> _TASK DIRECTIONS_
Copy out exactly each line from the line with "Task: annotate a point on every instance of the puffer" through the last line of the material below.

> _INFORMATION SHOWN_
-- Start --

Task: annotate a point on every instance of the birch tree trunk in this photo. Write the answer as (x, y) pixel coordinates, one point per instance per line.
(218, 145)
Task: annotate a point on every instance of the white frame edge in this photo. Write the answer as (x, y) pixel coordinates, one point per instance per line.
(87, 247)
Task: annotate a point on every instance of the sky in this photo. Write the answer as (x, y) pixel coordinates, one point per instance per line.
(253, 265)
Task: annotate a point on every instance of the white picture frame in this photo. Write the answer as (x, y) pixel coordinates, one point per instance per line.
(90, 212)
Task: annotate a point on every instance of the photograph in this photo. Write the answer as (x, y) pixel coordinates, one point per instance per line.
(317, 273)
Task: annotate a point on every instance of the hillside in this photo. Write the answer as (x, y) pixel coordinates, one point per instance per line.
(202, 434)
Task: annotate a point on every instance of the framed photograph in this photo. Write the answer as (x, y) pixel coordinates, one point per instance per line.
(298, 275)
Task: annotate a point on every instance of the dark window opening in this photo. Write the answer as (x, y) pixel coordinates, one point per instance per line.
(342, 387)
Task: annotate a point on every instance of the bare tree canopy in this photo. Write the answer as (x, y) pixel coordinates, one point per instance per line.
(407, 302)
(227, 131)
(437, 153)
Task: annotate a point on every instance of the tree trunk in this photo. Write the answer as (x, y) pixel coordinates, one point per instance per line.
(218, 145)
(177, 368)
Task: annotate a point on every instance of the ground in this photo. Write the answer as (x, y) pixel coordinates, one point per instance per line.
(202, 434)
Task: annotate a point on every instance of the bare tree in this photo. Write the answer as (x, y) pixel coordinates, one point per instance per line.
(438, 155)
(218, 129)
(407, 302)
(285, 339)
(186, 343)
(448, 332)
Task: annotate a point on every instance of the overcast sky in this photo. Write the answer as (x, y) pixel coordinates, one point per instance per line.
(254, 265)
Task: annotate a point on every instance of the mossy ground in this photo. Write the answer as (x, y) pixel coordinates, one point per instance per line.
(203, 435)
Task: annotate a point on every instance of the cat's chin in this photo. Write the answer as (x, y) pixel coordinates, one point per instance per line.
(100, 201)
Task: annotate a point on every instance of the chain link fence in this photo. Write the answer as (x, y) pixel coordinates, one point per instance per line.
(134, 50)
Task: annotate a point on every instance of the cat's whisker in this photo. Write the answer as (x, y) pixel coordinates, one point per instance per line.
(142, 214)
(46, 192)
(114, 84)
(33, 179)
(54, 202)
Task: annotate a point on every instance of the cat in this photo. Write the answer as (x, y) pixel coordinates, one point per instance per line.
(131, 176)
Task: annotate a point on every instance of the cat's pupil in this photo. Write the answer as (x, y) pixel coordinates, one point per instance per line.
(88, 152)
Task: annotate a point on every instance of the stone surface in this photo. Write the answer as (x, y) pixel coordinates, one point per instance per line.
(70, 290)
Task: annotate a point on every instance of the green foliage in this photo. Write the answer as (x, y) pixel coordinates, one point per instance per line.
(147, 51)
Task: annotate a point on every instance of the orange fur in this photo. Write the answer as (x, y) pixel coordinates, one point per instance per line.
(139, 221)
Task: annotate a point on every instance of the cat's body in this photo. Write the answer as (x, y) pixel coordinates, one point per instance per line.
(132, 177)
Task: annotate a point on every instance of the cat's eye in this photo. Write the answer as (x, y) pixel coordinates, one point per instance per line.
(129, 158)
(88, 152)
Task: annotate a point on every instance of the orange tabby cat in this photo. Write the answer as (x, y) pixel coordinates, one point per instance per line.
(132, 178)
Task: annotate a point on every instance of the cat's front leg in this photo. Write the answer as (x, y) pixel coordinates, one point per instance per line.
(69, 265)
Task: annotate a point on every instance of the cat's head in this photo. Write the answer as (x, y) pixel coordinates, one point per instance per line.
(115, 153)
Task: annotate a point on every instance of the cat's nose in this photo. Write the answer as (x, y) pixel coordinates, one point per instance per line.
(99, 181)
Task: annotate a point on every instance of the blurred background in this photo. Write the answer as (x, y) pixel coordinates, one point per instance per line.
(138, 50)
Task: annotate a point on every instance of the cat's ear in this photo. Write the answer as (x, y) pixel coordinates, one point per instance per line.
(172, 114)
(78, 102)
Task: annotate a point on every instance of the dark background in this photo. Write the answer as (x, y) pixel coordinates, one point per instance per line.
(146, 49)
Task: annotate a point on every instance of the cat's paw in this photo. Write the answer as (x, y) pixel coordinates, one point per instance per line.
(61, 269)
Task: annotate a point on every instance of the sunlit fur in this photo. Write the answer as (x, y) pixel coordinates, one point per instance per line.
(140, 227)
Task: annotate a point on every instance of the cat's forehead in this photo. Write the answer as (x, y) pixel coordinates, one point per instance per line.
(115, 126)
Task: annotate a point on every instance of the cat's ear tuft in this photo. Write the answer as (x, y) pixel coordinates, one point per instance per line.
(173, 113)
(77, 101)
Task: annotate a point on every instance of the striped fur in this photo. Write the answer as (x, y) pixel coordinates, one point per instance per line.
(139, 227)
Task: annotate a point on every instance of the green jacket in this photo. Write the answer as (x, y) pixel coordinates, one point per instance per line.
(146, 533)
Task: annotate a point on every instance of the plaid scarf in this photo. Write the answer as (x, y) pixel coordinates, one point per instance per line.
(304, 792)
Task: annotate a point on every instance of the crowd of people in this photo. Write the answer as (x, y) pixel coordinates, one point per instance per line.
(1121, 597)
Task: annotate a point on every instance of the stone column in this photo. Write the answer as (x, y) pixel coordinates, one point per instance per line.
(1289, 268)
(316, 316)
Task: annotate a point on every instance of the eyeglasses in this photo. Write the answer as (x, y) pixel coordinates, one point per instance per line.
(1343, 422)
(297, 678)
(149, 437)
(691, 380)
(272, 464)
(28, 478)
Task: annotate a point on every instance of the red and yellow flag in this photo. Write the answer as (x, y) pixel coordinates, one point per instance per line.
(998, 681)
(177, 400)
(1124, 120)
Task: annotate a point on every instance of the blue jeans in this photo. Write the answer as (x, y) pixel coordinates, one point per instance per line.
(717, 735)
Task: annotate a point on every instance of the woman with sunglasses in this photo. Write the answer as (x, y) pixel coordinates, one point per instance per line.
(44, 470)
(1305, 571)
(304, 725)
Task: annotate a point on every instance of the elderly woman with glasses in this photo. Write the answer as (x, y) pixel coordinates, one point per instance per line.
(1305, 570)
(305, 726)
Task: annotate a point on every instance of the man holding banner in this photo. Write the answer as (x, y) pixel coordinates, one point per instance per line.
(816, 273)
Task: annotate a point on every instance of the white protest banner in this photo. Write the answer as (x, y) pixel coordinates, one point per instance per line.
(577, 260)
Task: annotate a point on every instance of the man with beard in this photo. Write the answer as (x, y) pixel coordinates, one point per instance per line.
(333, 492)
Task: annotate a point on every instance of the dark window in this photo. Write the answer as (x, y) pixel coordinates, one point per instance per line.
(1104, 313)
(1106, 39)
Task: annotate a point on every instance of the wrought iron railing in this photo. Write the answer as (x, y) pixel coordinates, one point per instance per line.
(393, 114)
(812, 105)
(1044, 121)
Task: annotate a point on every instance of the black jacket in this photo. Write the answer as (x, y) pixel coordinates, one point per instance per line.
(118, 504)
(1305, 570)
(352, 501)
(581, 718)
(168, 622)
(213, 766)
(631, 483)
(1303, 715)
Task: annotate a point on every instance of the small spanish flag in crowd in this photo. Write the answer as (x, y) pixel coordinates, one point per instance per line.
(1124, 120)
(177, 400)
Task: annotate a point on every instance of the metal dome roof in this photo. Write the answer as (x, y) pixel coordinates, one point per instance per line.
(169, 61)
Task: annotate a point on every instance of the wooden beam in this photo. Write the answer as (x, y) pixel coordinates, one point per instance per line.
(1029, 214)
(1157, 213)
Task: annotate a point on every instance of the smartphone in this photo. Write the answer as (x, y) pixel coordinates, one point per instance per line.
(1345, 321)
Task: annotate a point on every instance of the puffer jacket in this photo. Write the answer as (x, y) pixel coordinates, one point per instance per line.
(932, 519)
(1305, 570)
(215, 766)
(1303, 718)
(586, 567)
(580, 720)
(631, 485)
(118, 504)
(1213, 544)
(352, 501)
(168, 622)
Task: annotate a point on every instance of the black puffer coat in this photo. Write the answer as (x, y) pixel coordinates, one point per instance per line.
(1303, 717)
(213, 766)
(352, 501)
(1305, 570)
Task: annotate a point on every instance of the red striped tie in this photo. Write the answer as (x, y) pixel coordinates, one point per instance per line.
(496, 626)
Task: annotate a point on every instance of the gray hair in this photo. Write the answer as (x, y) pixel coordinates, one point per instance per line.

-- End --

> _OUTPUT OF THE EXERCISE_
Task: annotate a point on every instance of the puffer jacket in this photo. Write the answer as (x, y) pixel coordinates, one point per instance per line.
(932, 519)
(1305, 570)
(215, 766)
(1303, 718)
(586, 567)
(580, 720)
(631, 485)
(118, 504)
(1213, 544)
(352, 501)
(168, 622)
Task: annotate a point on every instance of the black puffer coat in this photo. Write the answer as (x, y) pixel coordinates, one point per instance per line.
(1303, 717)
(213, 766)
(352, 501)
(1305, 570)
Task: annotate a point on every instance of the red striped tie in this photo. Write the answer as (x, y) pixel coordinates, one point per instance per line.
(496, 626)
Task: annotate a point on every instance of the gray hair in this photo. Write the answer as (x, y) pixel coordinates, one point per instance per line.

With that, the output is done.